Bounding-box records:
·····
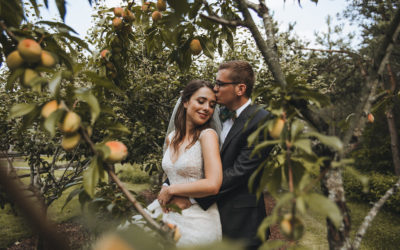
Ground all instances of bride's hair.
[171,80,213,152]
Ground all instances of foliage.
[343,172,400,213]
[352,98,400,174]
[118,164,150,184]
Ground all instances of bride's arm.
[158,130,222,204]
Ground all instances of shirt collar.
[236,98,251,117]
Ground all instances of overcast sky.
[42,0,354,47]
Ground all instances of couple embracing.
[148,61,268,249]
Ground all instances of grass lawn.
[0,162,149,249]
[300,202,400,250]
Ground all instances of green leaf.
[108,123,131,134]
[29,0,39,17]
[257,216,275,242]
[247,122,268,147]
[56,0,66,21]
[290,120,304,141]
[293,139,313,155]
[259,240,287,250]
[49,71,62,96]
[83,156,100,198]
[304,193,342,228]
[6,68,25,90]
[95,143,111,159]
[61,187,83,211]
[10,103,36,119]
[346,167,369,192]
[167,0,190,16]
[250,140,280,158]
[35,20,78,35]
[44,109,65,137]
[267,168,282,194]
[189,0,203,19]
[304,132,343,151]
[75,88,100,125]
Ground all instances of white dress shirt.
[220,99,251,145]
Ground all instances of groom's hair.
[218,60,255,97]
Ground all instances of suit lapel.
[221,105,253,154]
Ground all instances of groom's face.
[214,69,237,109]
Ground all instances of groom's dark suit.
[196,105,270,248]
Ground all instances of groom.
[172,61,270,249]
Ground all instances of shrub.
[343,172,400,213]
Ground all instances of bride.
[148,80,222,246]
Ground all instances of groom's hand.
[168,196,192,213]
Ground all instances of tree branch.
[236,0,287,89]
[200,14,246,27]
[80,126,174,242]
[343,7,400,146]
[352,178,400,249]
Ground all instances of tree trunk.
[385,64,400,176]
[386,107,400,176]
[321,164,351,250]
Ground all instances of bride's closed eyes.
[197,97,216,109]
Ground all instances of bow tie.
[219,107,237,122]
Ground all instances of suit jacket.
[196,105,270,247]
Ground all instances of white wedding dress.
[147,129,222,246]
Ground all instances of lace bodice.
[162,128,215,184]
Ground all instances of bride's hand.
[157,186,173,206]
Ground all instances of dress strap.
[199,128,218,139]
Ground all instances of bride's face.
[183,87,216,126]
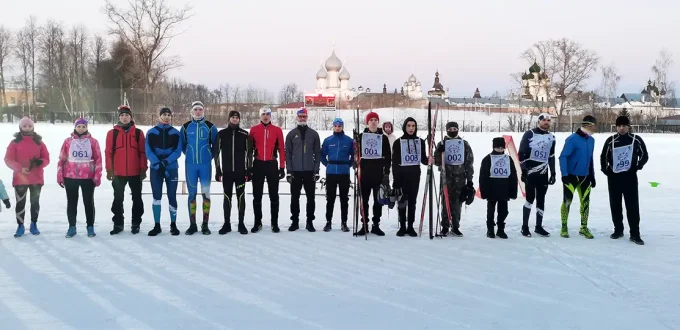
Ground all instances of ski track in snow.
[0,123,680,330]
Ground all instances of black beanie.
[581,115,597,127]
[158,107,172,116]
[616,116,630,126]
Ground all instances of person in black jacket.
[518,113,556,237]
[600,116,649,245]
[357,112,392,236]
[215,111,252,235]
[392,117,428,237]
[479,137,517,239]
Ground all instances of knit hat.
[73,118,87,126]
[118,105,132,116]
[19,117,34,128]
[616,116,630,126]
[581,115,597,127]
[158,107,172,116]
[366,112,380,124]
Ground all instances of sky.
[0,0,680,97]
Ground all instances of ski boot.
[578,227,595,239]
[66,226,76,238]
[14,223,25,237]
[170,222,179,236]
[29,221,40,235]
[217,221,231,235]
[149,223,163,236]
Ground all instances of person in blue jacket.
[145,108,182,236]
[560,115,597,239]
[180,101,217,235]
[321,118,354,232]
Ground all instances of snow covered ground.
[0,123,680,330]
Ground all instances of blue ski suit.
[180,117,217,224]
[145,123,182,223]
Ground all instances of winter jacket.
[321,132,354,174]
[144,123,183,170]
[286,125,321,173]
[392,117,428,178]
[57,132,102,187]
[479,151,518,201]
[180,118,217,165]
[434,136,475,187]
[600,133,649,176]
[215,125,253,175]
[104,122,149,176]
[5,133,50,187]
[518,127,556,175]
[560,128,595,177]
[357,127,392,181]
[250,122,286,168]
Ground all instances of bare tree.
[104,0,191,109]
[0,26,14,107]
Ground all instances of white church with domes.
[314,50,356,101]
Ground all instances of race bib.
[361,133,382,159]
[68,139,92,163]
[612,142,634,173]
[529,134,555,163]
[399,140,420,166]
[491,155,510,178]
[444,139,465,165]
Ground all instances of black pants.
[253,160,279,224]
[290,172,316,222]
[361,177,382,225]
[326,174,350,223]
[64,178,94,226]
[222,172,246,223]
[522,173,548,227]
[111,175,144,226]
[607,172,640,237]
[394,173,420,227]
[14,184,43,225]
[486,200,508,229]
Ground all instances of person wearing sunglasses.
[518,113,556,237]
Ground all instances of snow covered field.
[0,123,680,330]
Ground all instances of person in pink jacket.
[5,117,50,237]
[57,118,102,238]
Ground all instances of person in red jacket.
[250,107,286,233]
[105,105,148,235]
[5,117,50,237]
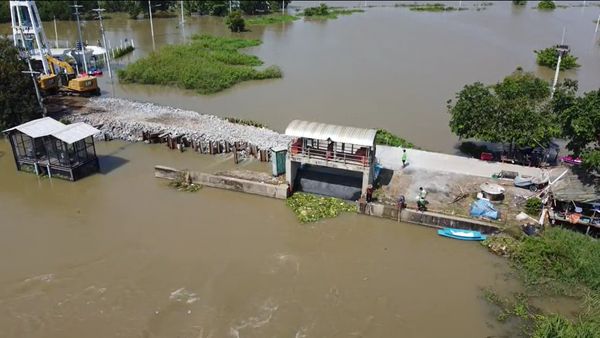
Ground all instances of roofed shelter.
[285,120,377,197]
[4,117,100,181]
[550,168,600,233]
·····
TASK GOAL —
Retype every line of the material above word for word, leaving out the pictures.

IN RESPONSE —
Ground all instances of bride's hair.
[171,80,213,152]
Ground all instances of foliage.
[343,172,400,213]
[352,98,400,174]
[118,164,150,184]
Ground all instances of bride's arm.
[158,130,222,204]
Ground all instances of shirt collar.
[236,98,251,117]
Ground all instances of overcast sky.
[42,0,354,47]
Ground all instances of couple embracing.
[148,61,268,249]
Ground all instances of grass lawn.
[0,162,149,249]
[300,202,400,250]
Ground all instances of green leaf.
[108,123,131,134]
[29,0,39,17]
[257,216,275,242]
[247,122,268,147]
[56,0,66,21]
[290,120,304,141]
[293,139,313,155]
[259,240,287,250]
[49,71,62,96]
[83,156,100,198]
[304,193,342,228]
[6,68,25,90]
[95,143,111,159]
[61,187,83,211]
[10,103,36,119]
[346,167,369,192]
[167,0,190,16]
[250,140,280,158]
[35,20,78,35]
[44,109,65,137]
[267,168,282,194]
[189,0,203,19]
[304,132,343,151]
[75,88,100,125]
Ground all instances of white dress shirt.
[220,99,251,145]
Ground all instances of groom's hair.
[218,60,255,97]
Ground all instances of suit lapel.
[221,105,253,154]
Ground all instances of groom's face.
[214,69,237,109]
Ground all instances of groom's dark suit.
[196,105,270,248]
Ground all instances of groom.
[172,61,270,249]
Ground all instances of shrub.
[343,172,400,213]
Ground all instances of bride.
[148,80,222,246]
Ground all instances of groom's hand.
[168,196,192,213]
Ground all instances of tree branch.
[236,0,287,89]
[200,14,246,27]
[80,126,174,242]
[343,7,400,146]
[352,178,400,249]
Ground all instances of tree trunk.
[385,64,400,176]
[386,107,400,176]
[321,164,351,250]
Ground all instances of bride's closed eyes.
[197,97,216,109]
Ground all instances of bow tie.
[219,107,237,122]
Ground all instances of suit jacket.
[196,105,270,247]
Ground all instances of white wedding dress.
[147,129,222,246]
Ground all instances of lace bodice.
[162,128,215,184]
Ground all instances of bride's hand.
[157,186,173,206]
Ground all instances of dress strap.
[199,128,218,139]
Ground all instances of bride's face.
[183,87,216,126]
Ground all instances of ski track in snow.
[0,123,680,330]
Ground all instances of black beanie.
[581,115,597,127]
[158,107,172,116]
[616,116,630,126]
Ground all instances of person in black jacket.
[518,113,556,237]
[600,116,649,245]
[357,112,392,236]
[215,111,252,235]
[392,117,428,237]
[479,137,517,239]
Ground all instances of knit hat.
[73,118,87,126]
[118,105,132,116]
[19,117,34,128]
[616,116,630,126]
[581,115,597,127]
[158,107,172,116]
[366,112,380,124]
Ground all instances of sky.
[0,0,680,97]
Ground all instances of ski boot.
[578,227,595,239]
[66,226,76,238]
[14,223,25,237]
[170,222,179,236]
[29,221,40,235]
[217,221,231,235]
[149,223,163,236]
Ground all instances of person in blue jacket.
[145,108,182,236]
[560,115,597,239]
[180,101,217,235]
[321,118,354,232]
Ground all instances of snow covered ground.
[0,123,680,330]
Ground all instances of blue ski suit.
[180,117,217,224]
[145,123,182,223]
Ground all instances of winter jacket.
[321,132,354,174]
[144,123,183,170]
[286,125,321,173]
[392,117,428,178]
[57,132,102,187]
[479,151,518,201]
[180,118,217,165]
[434,136,475,187]
[600,133,649,176]
[215,125,253,175]
[104,122,149,176]
[5,133,50,187]
[518,127,556,175]
[560,128,595,177]
[357,127,392,181]
[250,122,286,168]
Ground all instances of bare tree.
[104,0,191,109]
[0,26,14,107]
Ground all instances of white church with domes.
[314,50,356,101]
Ground all instances of race bib.
[361,133,382,159]
[68,139,92,163]
[612,142,634,173]
[529,134,555,163]
[399,140,420,166]
[491,155,510,178]
[444,139,465,165]
Ground all instances of black pants.
[253,160,279,224]
[290,172,316,222]
[361,177,382,225]
[326,174,350,223]
[64,178,94,226]
[222,172,246,223]
[522,173,548,227]
[111,175,144,226]
[607,172,640,237]
[394,173,420,227]
[14,184,43,225]
[486,200,508,229]
Ground all instances of person wearing sunglasses.
[518,113,556,237]
Ground all instances of snow covered field.
[0,123,680,330]
Ground all instances of person in pink jacket.
[5,117,50,237]
[57,118,102,238]
Ground all instances of person in red jacket.
[250,107,286,233]
[105,105,148,235]
[5,117,50,237]
Ground all instances of roofed shelter.
[285,120,377,197]
[4,117,100,181]
[550,168,600,233]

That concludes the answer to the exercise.